What you will do:
Render the material below as a Markdown table with the columns Row and Line, from the line containing "Can you see the white column" up to and including the line containing "column 307, row 40". Number each line in Row and omit blank lines.

Dataset records:
------------------------------------------------------------
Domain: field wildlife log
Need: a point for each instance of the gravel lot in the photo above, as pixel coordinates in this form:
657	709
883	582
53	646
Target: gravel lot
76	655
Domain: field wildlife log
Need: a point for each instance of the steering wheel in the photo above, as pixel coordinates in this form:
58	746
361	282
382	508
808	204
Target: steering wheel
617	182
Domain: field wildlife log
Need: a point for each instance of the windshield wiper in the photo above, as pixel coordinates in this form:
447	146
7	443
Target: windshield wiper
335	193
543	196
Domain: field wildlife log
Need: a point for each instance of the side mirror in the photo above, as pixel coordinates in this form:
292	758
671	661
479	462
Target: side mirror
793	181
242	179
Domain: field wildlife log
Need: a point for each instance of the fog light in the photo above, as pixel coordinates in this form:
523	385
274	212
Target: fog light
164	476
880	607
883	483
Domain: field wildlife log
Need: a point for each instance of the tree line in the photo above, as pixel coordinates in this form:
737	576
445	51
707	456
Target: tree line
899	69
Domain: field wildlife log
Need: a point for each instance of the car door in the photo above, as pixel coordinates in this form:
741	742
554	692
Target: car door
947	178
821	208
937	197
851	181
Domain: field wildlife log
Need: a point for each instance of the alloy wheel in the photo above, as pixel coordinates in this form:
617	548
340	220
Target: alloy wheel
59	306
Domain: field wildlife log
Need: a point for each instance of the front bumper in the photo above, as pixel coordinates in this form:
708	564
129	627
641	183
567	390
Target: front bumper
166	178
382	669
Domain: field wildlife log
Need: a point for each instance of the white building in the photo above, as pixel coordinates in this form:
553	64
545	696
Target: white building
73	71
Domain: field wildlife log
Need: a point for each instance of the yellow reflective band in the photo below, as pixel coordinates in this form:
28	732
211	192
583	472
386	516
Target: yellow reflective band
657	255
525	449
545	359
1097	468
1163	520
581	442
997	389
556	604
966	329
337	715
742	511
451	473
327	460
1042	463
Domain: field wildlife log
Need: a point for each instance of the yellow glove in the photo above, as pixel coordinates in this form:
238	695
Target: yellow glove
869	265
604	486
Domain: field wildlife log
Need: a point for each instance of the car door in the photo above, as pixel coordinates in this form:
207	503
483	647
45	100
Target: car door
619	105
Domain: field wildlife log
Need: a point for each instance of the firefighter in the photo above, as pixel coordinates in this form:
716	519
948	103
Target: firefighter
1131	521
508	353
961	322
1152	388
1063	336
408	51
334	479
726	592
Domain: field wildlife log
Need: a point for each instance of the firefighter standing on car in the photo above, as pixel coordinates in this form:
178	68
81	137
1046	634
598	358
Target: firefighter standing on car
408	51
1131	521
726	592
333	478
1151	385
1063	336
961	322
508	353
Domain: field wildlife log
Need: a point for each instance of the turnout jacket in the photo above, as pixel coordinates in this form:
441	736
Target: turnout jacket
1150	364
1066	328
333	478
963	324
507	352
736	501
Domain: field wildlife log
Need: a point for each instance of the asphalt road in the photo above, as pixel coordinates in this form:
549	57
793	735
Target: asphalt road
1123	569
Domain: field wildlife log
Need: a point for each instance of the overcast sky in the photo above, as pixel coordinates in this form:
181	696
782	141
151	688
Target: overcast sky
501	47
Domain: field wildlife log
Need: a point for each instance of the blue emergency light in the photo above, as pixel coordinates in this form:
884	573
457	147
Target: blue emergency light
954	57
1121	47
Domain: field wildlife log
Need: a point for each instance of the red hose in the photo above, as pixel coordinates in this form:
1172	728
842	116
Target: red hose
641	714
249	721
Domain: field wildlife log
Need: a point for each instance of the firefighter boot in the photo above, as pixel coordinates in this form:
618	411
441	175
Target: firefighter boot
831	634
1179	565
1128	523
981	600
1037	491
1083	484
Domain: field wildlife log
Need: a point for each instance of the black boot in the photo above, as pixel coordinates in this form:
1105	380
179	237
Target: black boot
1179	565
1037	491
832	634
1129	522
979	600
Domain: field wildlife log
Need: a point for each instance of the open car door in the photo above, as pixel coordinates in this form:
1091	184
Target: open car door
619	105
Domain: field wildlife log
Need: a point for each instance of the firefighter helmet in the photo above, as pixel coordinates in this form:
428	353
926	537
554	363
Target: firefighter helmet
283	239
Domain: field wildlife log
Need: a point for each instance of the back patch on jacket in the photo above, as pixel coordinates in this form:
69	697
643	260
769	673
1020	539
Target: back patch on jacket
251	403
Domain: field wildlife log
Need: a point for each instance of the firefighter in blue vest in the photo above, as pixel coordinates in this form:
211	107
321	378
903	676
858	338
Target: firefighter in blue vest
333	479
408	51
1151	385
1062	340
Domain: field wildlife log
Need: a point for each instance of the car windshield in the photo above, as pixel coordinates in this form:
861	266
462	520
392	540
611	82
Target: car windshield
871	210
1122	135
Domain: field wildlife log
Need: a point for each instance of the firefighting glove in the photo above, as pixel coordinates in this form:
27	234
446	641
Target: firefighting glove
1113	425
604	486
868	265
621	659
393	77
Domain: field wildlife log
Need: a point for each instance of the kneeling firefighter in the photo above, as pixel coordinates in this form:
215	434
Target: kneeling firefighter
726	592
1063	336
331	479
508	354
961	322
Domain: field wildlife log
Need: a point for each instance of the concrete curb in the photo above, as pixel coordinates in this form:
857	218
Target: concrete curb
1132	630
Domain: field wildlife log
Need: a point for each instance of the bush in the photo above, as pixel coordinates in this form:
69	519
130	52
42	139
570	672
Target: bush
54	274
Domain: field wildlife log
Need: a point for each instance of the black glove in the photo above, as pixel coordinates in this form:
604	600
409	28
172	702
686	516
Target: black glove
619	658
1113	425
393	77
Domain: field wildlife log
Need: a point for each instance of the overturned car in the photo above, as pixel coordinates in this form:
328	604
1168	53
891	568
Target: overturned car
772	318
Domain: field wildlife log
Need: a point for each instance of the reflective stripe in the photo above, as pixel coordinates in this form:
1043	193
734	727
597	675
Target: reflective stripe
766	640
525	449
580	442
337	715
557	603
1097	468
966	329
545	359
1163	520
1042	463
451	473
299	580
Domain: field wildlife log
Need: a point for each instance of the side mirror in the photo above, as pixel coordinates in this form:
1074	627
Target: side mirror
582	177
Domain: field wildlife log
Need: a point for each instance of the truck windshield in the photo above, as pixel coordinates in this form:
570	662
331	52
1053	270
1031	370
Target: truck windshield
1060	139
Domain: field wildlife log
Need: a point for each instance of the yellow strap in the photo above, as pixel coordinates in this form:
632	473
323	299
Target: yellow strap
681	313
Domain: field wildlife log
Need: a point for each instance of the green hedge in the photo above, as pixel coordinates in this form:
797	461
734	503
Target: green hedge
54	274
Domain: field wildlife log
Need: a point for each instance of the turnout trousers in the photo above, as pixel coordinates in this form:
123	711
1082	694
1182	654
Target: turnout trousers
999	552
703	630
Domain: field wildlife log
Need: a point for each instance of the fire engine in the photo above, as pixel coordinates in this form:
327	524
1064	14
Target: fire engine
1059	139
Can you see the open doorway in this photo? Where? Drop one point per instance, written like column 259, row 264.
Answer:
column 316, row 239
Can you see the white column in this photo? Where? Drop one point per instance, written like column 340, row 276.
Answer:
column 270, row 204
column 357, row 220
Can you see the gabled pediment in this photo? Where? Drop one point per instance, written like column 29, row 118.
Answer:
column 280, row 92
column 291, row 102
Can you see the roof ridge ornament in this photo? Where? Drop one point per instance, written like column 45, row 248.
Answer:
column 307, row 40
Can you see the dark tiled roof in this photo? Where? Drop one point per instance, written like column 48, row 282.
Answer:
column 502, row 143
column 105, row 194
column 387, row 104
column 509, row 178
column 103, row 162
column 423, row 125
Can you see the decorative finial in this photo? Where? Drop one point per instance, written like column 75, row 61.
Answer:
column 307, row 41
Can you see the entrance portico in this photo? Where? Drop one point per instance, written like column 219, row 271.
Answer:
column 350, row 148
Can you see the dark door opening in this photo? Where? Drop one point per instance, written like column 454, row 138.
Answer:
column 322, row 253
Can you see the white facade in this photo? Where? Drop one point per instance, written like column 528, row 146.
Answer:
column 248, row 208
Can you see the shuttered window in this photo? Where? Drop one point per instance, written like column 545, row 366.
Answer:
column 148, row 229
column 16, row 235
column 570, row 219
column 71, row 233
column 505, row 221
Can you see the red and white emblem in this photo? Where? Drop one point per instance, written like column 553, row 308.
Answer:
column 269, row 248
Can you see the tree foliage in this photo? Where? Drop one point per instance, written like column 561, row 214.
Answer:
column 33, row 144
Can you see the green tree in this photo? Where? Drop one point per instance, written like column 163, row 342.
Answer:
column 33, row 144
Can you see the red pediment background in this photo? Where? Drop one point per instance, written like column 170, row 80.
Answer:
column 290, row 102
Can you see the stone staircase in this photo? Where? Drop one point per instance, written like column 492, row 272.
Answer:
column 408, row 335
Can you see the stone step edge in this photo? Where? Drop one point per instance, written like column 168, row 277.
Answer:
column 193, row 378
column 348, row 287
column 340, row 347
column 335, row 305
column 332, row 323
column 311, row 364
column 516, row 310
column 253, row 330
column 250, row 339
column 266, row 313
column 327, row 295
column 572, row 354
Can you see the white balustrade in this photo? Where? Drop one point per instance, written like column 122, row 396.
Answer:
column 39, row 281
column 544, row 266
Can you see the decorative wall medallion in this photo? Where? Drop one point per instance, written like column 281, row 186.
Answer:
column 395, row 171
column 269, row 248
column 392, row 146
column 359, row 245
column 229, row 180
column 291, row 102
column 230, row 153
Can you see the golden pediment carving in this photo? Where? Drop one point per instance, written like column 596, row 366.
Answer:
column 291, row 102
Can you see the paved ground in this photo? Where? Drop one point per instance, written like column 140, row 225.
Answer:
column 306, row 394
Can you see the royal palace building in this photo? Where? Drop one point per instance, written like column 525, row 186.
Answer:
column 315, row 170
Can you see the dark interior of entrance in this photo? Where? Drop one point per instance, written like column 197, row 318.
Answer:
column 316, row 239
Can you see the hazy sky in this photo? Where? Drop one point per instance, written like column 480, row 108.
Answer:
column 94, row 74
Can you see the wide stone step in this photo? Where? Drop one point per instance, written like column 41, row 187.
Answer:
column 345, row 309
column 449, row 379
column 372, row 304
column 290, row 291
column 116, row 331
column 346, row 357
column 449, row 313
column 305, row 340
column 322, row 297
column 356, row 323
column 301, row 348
------------------------------------------------------------
Full answer:
| Row | Line |
|---|---|
| 1 | Can you see the white column in this photo? Where? Drop one point per instance, written like column 340, row 276. |
| 2 | Answer: |
| 3 | column 270, row 204 |
| 4 | column 357, row 220 |
| 5 | Can you see the gabled pediment in this photo? Where? Drop one point per instance, written like column 29, row 118. |
| 6 | Answer: |
| 7 | column 280, row 92 |
| 8 | column 291, row 102 |
| 9 | Can you see the roof ridge ornament in this photo? Where? Drop one point per instance, written like column 45, row 248. |
| 10 | Answer: |
| 11 | column 307, row 40 |